* **DATA PROVIDED**
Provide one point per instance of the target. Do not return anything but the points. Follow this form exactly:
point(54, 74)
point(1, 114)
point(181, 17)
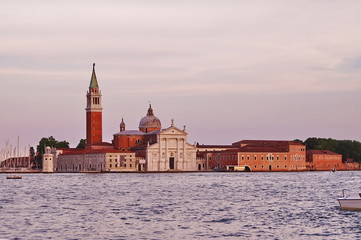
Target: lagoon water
point(296, 205)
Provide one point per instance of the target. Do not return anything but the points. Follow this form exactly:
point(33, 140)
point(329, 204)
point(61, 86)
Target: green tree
point(81, 144)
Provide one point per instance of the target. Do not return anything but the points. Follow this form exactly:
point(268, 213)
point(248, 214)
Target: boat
point(14, 177)
point(350, 201)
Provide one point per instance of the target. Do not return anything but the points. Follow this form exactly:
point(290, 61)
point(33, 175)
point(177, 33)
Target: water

* **WHAT YOU NEED TO DO**
Give back exactly the lines from the one containing "point(268, 213)" through the end of the listing above, with both ends included and nothing added.

* **TASK OUTPUT**
point(268, 213)
point(248, 214)
Target: boat
point(14, 177)
point(350, 201)
Provide one point per instance of the target. Do not return anything but the points. Follow this form exactly:
point(290, 61)
point(33, 175)
point(177, 33)
Target: water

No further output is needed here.